■ Task instructions
Could you return the whole listing, character for character?

■ Source data

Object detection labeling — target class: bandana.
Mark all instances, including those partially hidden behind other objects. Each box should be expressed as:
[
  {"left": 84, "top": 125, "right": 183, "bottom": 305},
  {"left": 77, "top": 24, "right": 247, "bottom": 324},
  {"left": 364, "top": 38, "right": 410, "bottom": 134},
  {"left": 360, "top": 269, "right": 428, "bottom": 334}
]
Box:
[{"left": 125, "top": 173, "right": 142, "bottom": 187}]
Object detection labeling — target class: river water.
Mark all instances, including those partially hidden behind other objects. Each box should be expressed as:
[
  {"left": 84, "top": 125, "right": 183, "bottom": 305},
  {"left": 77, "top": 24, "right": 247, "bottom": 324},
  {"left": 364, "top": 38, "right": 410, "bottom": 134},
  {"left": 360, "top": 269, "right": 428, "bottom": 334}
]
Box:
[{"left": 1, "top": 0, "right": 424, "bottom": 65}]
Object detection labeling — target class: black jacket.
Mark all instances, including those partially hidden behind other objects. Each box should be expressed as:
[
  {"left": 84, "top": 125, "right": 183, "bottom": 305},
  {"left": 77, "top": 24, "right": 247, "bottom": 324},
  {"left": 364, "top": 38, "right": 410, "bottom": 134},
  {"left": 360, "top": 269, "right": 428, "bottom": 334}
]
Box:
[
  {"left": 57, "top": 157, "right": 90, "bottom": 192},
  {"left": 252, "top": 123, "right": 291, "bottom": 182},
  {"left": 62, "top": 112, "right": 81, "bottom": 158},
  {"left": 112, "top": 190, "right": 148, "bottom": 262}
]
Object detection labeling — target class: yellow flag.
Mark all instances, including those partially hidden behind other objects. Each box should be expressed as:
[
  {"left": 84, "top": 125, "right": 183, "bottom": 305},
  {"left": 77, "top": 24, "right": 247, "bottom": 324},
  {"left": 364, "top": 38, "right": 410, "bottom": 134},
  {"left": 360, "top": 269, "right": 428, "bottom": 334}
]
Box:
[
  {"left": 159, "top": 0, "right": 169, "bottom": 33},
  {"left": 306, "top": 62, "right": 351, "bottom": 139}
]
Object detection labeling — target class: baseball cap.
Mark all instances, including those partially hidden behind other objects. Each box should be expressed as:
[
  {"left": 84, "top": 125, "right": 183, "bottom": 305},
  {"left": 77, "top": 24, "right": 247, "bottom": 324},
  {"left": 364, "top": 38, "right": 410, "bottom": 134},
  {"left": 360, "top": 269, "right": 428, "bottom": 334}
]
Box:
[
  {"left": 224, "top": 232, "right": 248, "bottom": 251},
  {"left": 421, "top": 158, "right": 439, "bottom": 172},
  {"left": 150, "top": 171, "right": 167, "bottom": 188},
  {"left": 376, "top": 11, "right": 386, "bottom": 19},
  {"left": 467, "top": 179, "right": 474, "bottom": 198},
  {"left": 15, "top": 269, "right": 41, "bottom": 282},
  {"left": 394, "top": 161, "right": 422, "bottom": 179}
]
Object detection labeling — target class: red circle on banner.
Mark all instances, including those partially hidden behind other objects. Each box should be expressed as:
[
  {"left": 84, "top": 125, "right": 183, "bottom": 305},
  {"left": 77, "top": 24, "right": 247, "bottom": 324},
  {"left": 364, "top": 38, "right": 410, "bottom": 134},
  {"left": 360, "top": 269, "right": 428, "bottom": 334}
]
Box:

■ Exercise output
Object detection labeling — target class: bandana.
Mark all instances, including those partially hidden behind other objects. Each box should be expressed as:
[
  {"left": 84, "top": 125, "right": 183, "bottom": 305},
  {"left": 77, "top": 24, "right": 247, "bottom": 324},
  {"left": 364, "top": 38, "right": 410, "bottom": 134},
  {"left": 360, "top": 269, "right": 428, "bottom": 334}
]
Box:
[{"left": 125, "top": 173, "right": 142, "bottom": 187}]
Object detection labeling — target class: river water.
Mark all instances, including those partially hidden behind other objects. Each box should be expressed as:
[
  {"left": 84, "top": 125, "right": 183, "bottom": 305},
  {"left": 77, "top": 24, "right": 247, "bottom": 324},
  {"left": 364, "top": 38, "right": 410, "bottom": 134},
  {"left": 360, "top": 269, "right": 428, "bottom": 334}
]
Box:
[{"left": 1, "top": 0, "right": 424, "bottom": 65}]
Object detection labeling — target class: black jacket.
Mark all instances, including those partially hidden behind other objects. Each box should be expressed as:
[
  {"left": 84, "top": 125, "right": 183, "bottom": 305},
  {"left": 77, "top": 24, "right": 247, "bottom": 324},
  {"left": 364, "top": 38, "right": 410, "bottom": 134},
  {"left": 360, "top": 269, "right": 428, "bottom": 334}
]
Box:
[
  {"left": 57, "top": 157, "right": 90, "bottom": 192},
  {"left": 252, "top": 123, "right": 291, "bottom": 182},
  {"left": 62, "top": 112, "right": 81, "bottom": 158},
  {"left": 112, "top": 190, "right": 148, "bottom": 262}
]
Object detection labeling — target class: yellow flag.
Mark all instances, including those partially hidden behind other objects. Each box should be expressed as:
[
  {"left": 84, "top": 125, "right": 183, "bottom": 305},
  {"left": 77, "top": 24, "right": 247, "bottom": 324},
  {"left": 364, "top": 38, "right": 410, "bottom": 134},
  {"left": 360, "top": 269, "right": 428, "bottom": 334}
]
Box:
[
  {"left": 159, "top": 0, "right": 169, "bottom": 33},
  {"left": 306, "top": 62, "right": 351, "bottom": 139}
]
Object detection labeling — target class: baseball cap.
Mark all instances, including those partially hidden behind other objects. Each box should be expressed as:
[
  {"left": 84, "top": 125, "right": 183, "bottom": 305},
  {"left": 77, "top": 24, "right": 247, "bottom": 324},
  {"left": 364, "top": 38, "right": 410, "bottom": 134},
  {"left": 360, "top": 269, "right": 428, "bottom": 334}
]
Box:
[
  {"left": 224, "top": 232, "right": 248, "bottom": 251},
  {"left": 421, "top": 158, "right": 439, "bottom": 172},
  {"left": 150, "top": 171, "right": 167, "bottom": 188},
  {"left": 376, "top": 11, "right": 386, "bottom": 19},
  {"left": 467, "top": 179, "right": 474, "bottom": 198},
  {"left": 15, "top": 269, "right": 41, "bottom": 282},
  {"left": 394, "top": 161, "right": 422, "bottom": 179}
]
Object detection labeling — target class: red circle on banner.
Mark all instances, including those partially hidden behind other objects. Each box should be expressed as:
[
  {"left": 84, "top": 125, "right": 183, "bottom": 305},
  {"left": 77, "top": 24, "right": 247, "bottom": 324},
  {"left": 364, "top": 38, "right": 410, "bottom": 134},
  {"left": 360, "top": 269, "right": 428, "bottom": 334}
]
Box:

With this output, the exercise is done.